• _Okuma Metni_:
----

17.08.2009 - Taraf Gazetesi

Oturduğum mahallede şu sokaktan öbür sokağa gidiyorum, bunu da Taraf’a yazıyorum, “Hıdır sen çok geziyorsun” diyorsunuz. Bunun neresi gezmek, ben sadece dolaşıyorum. Geçen haftasonu nihayet mahallenin biraz dışına çıktım. Ancak bu çıkış gezme amaçlı değil, çalışma amaçlıydı: Bu bir iş seyahatiydi ve gittiğim yer de Las Vegas’tı...

Gerçi bu seyahat biraz ters başladı. Bana kızın biri musallat oldu. Sürekli bir şeyler anlatmaya çalışıyor, kikirdiyor espri yapıyor, hatta omzuma bile dokunuyor, sanki kırk yıllık arkadaşız. Benimse ne bu geveze kızı dinlemeye, ne de onun esprilerine zoraki gülümsemeye halim var. İşte o an Hızır Aleyhisselâm yardımıma koştu. Güvenlikten geçiyorduk... Ayakkabılarımızı, kemerimizi, ıvırımızı zıvırımızı çıkardık, X-Ray tüneli içinden geçen leğenlerin içine koyduk. Kural gereği çantaların içindeki laptopların çıkarılmış ve açığa konulmuş olması gerekiyor. Ancak kız bunu yapmayı unutunca, yeniden geriye dönüp işlemi tekrarlaması gerekti. Durumu tarihî bir fırsat olarak değerlendirdim ve hemen oradan toz oldum. Ohh dünya varmış. Neyse uçağı beklerken bir şeyler yedim içtim, Newsweek’imi okudum. Sonunda kapılar açıldı ve uçağa girip yerimi aldım. Yolcular kapıdan içeri girmeye devam ediyorlardı. Aman Tanrım, olamaz, yine o kız. Koca havaalanında bine bine bu uçağa binmiş. İleriden bana doğru geliyor. Yanıma oturmasın diye hemen oracıkta aklıma gelen ilk duayı okumaya başladım. Ancak duaların en uzununu, yani Ayet-el Kürsi’yi seçmişim. Kız, koltuğumun hizasına geldiğinde ben duayı ancak yarılayabilmiştim. Dolayısıyla duanın etkisi de yarı yarıya oldu. Arkadaş canlısı kız, benim yanıma değil de yan sıranın pencere tarafına oturdu. Aramızda bir karı koca bir de koridor vardı, bana ulaşamazdı artık. Sağol Hızır sağol Ayet-el Kürsi...

----

• _Veri Listesi_:
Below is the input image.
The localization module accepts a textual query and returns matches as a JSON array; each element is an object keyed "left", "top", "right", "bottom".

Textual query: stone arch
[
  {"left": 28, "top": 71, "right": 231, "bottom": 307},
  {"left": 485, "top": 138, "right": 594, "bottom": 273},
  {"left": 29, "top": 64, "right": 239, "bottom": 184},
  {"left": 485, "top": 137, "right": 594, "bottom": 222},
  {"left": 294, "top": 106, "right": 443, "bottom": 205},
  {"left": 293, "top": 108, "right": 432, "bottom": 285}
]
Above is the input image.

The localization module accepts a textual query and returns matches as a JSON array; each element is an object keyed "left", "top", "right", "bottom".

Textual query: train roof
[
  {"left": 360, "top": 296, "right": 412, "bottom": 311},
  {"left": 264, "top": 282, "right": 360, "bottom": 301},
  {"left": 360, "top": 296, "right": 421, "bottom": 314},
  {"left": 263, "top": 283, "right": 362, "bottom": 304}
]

----

• _Alıştırma Soruları_:
• A. Seyahat yazısında "17.08.2009 - Taraf" ifadesini içeren sözlerle açılıp "de Las Vegas’tı..." ifadesiyle kapanan bölümü aynen yeniden yazar mısın?
• B. Seyahat yazısını kaldığı yerden ileri götürüp devam ettirir misin?
Veriler, seyahat yazısından ayrı, bağımsız bir malzemedir.

• _Alıştırma Yanıtları_:
• A.
17.08.2009 - Taraf Gazetesi

Oturduğum mahallede şu sokaktan öbür sokağa gidiyorum, bunu da Taraf’a yazıyorum, “Hıdır sen çok geziyorsun” diyorsunuz. Bunun neresi gezmek, ben sadece dolaşıyorum. Geçen haftasonu nihayet mahallenin biraz dışına çıktım. Ancak bu çıkış gezme amaçlı değil, çalışma amaçlıydı: Bu bir iş seyahatiydi ve gittiğim yer de Las Vegas’tı...

• B.
Uçağım New Jersey eyaletindeki Newark havalimanından (Burası New York’taki JFK havalimanına göre yeni, temiz ve daha aydınlık ama daha küçük) kalktıııı... Akşam 5.29’du, Nevada eyaletindeki Las Vegas’a vardığımızda yerel saate göre akşamın 7.54’ü olmuştu. İki eyalet arasında üç saatlik saat farkı var. Yolculuk ise yaklaşık beş buçuk saat sürdü.

Las Vegas havaalanına ayak basar basmaz oracıkta hemen kumar makinelerini (slot machine)
görüyorsunuz. İnsanlar giderayak buralarda da kumar oynuyor, delirmiş gibi sesler çıkaran, renkli ışıklarını yandırıp söndüren bu sevecen makinelerden ayrılamıyorlar demek ki.

VE, LAS VEGAS’TAYIM...


Taksiye bindim otele gidiyoruz. Kore asıllı bir sürücüye denk geldim. Ondan kentin durumuyla ilgili dedikoduları almayı ihmal etmedim tabii. Kendisi ekonomik krizle birlikte kumarhane ve otel gelirlerinde düşme yaşandığını söylüyor. E, doğru, bunu ben de Businessweek’ten okumuştum. Bizim Koreli arkadaş evvelden bir otelin kumarhanesinde krupiye olarak saati 7 dolara çalışıyormuş, buna ek olarak günde 60 ile 150 dolar arasında da bahşişi varmış, çok iyi valla. Ancak kriz nedeniyle pek çok kişi gibi işinden atılmış, o da taksicilik yaparak ekmeğini kazanmaya başlamış.

Otele vardım aman Allahım, resepsiyonun önünde uzun bir kuyruk vardı. Ohooo krizde böyle kalabalıksa, işler tıkırındayken nasıldır acaba... Giriş işlemlerimi yapmak için 40 dakika bekledim. İşlemlerimi bitip odama girince valizimi ve çantamı bir fırlatmışım ki... Hemen koşa koşa aşağıya indim. Yarın erkenden kalkıp çalışacaktım, o nedenle bu akşamdan çıkıp şehri biraz turlamalıydım. Hava kararmıştı ve biliyordum ki bu şehir tıpkı fahişeler gibi kendini geceleri ortaya koyuyordu.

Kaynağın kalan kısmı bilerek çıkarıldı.